Records provided =

# # # # #

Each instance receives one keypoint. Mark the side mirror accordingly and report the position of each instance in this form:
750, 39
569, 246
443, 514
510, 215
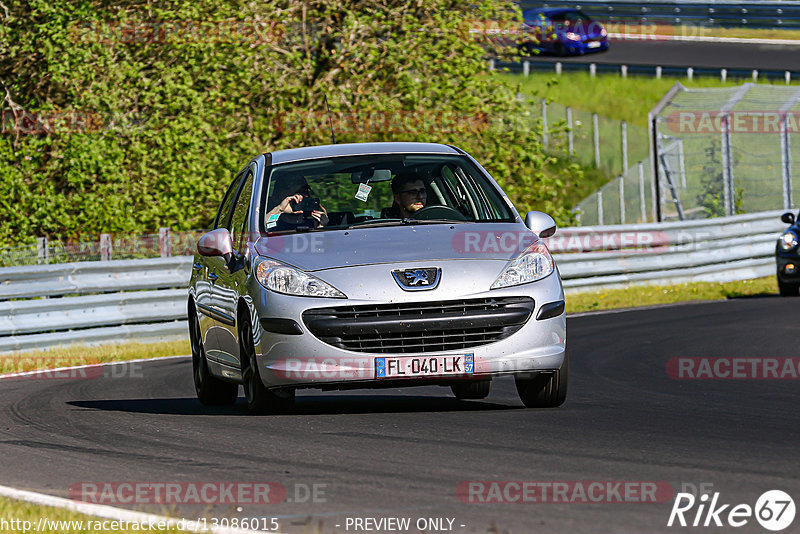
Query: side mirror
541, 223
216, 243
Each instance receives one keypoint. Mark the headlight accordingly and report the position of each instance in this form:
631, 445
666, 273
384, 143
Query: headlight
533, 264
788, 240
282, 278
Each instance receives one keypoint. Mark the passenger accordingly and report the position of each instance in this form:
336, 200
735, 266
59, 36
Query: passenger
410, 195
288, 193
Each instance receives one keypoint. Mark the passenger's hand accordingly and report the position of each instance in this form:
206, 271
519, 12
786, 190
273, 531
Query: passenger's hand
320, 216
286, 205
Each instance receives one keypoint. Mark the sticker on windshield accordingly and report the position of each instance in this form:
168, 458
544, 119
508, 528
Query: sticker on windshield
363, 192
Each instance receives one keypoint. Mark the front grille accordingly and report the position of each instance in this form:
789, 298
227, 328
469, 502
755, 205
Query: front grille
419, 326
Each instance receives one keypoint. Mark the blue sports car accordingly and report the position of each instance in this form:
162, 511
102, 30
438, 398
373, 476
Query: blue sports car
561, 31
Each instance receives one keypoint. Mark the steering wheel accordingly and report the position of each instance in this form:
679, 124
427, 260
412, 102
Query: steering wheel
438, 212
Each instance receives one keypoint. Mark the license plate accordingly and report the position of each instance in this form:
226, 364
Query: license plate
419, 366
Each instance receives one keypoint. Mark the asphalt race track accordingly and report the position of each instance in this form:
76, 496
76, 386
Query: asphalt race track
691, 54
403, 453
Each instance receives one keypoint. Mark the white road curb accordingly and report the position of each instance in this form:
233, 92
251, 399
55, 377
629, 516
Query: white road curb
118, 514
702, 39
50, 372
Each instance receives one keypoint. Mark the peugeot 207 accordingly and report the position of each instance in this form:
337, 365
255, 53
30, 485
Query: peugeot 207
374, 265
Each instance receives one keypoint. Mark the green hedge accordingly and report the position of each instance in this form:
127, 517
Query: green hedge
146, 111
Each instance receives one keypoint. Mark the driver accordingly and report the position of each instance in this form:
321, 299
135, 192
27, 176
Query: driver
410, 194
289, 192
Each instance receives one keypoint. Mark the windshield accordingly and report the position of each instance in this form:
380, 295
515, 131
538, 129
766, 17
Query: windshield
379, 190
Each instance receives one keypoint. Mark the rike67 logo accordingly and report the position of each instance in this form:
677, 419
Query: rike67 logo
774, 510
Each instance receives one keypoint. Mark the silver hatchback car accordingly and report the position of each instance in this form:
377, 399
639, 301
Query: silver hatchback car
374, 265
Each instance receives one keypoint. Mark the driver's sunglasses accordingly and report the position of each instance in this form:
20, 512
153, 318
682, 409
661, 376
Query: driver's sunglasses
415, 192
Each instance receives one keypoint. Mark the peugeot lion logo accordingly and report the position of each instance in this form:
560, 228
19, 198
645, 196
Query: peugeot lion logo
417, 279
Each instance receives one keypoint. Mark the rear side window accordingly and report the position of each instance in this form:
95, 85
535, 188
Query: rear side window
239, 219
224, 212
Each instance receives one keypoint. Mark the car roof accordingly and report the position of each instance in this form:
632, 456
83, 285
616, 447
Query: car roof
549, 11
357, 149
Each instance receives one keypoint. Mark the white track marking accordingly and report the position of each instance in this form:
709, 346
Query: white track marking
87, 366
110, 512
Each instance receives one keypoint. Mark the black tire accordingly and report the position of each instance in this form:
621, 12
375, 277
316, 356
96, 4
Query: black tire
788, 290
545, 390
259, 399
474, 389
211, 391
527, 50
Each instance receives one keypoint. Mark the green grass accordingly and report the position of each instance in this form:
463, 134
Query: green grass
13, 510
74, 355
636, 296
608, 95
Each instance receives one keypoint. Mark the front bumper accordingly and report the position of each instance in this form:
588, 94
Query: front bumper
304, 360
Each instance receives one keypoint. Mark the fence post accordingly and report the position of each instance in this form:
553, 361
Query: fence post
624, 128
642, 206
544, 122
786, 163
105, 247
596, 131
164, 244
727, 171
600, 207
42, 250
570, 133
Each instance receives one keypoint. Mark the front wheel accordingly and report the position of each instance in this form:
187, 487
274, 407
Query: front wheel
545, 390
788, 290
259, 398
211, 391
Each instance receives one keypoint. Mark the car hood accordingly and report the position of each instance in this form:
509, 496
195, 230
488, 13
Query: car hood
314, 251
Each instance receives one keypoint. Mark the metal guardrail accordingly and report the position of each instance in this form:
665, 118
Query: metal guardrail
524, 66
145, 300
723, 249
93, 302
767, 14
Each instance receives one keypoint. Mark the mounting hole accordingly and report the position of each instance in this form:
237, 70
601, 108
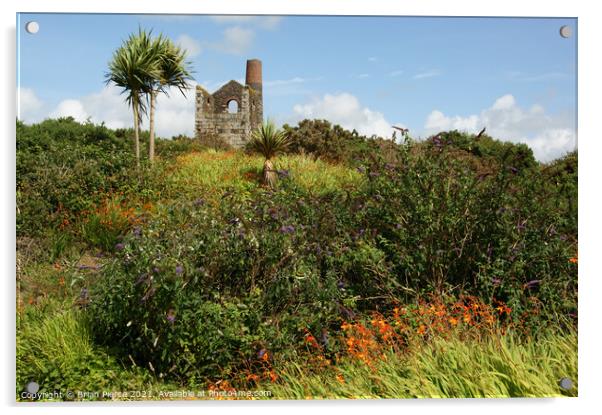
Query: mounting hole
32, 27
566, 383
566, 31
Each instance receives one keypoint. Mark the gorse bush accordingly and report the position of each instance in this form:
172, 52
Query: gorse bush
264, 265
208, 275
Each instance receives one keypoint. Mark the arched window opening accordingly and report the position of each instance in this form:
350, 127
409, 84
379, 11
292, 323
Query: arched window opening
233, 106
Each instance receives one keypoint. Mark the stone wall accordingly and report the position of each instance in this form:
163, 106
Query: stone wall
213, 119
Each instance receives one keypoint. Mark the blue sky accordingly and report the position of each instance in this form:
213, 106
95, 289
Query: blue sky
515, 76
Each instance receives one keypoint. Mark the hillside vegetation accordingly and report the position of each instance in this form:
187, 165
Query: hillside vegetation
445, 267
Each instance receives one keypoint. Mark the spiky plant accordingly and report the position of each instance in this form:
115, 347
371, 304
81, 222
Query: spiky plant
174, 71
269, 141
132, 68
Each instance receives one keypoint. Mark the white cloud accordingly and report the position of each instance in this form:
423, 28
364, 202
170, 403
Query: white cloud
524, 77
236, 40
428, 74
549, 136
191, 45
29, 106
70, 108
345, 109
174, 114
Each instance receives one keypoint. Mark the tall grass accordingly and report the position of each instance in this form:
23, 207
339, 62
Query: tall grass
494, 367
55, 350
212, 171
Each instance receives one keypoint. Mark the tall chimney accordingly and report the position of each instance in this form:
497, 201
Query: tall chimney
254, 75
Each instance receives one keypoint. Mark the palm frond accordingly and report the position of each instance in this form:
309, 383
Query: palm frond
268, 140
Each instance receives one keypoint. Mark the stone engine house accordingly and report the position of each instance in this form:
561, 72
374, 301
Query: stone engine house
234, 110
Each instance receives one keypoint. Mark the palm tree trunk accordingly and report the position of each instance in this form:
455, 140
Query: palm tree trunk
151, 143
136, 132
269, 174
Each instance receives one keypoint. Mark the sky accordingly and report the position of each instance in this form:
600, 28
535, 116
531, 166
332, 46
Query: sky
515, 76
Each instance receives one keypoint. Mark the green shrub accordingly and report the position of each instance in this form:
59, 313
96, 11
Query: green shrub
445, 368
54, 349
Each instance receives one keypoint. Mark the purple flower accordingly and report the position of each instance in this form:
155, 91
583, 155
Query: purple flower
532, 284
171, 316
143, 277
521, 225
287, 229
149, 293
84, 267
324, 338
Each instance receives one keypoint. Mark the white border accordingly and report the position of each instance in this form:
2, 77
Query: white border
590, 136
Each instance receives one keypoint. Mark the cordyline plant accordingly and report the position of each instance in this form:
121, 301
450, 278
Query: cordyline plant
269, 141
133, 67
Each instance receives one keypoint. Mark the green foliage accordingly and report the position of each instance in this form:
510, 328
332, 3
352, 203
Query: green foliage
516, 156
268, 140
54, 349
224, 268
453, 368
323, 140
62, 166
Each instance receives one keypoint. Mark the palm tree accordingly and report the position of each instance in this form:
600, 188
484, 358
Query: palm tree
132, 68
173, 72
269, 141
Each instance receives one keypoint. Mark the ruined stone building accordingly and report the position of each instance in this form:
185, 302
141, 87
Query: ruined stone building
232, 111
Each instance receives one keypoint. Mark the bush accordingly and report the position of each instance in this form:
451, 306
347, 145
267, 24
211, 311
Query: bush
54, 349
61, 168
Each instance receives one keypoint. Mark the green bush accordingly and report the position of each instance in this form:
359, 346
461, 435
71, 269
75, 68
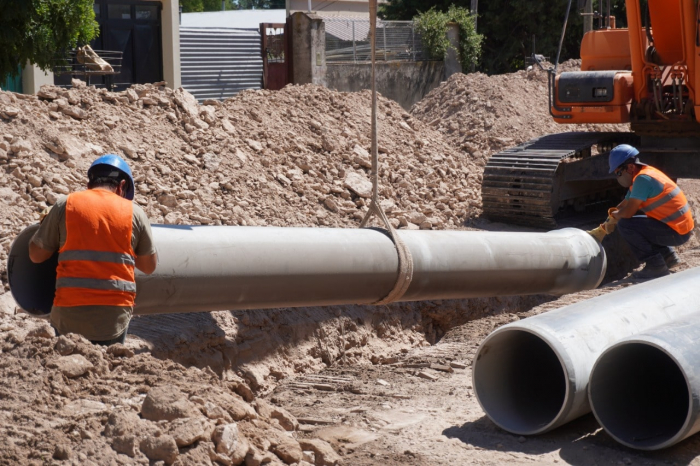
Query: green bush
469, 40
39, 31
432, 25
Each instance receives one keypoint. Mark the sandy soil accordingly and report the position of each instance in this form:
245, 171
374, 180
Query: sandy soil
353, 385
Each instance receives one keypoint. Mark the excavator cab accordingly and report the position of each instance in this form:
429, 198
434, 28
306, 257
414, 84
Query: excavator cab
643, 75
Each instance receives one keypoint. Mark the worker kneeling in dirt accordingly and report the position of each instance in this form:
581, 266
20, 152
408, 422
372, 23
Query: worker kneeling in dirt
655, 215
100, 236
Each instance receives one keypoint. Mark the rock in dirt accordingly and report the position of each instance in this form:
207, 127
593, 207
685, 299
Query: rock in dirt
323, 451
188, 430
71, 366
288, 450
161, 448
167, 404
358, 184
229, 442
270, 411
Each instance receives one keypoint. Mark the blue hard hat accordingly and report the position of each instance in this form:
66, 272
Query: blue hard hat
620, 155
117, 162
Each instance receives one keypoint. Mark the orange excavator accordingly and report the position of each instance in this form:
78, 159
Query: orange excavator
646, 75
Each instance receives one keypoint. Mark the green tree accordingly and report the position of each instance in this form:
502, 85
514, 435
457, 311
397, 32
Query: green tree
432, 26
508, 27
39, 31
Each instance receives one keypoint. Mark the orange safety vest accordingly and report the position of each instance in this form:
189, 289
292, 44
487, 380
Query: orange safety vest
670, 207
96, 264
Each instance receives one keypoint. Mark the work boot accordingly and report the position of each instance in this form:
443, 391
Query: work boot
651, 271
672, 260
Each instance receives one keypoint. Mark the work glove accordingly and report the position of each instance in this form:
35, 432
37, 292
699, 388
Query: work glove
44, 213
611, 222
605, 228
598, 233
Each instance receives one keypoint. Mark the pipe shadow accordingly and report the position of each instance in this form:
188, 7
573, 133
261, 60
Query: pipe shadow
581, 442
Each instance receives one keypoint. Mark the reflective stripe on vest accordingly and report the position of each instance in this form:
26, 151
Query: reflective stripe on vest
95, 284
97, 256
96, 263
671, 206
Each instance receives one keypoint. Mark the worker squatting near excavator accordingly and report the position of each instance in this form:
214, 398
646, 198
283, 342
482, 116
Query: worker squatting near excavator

# # # # #

Try it = Your answer should be the lines of the records that include the word "near".

Answer =
Each instance receives one keypoint. Mark the worker squatting near excavator accordingly and report the position of each instance in this form:
Query: worker squatting near excavator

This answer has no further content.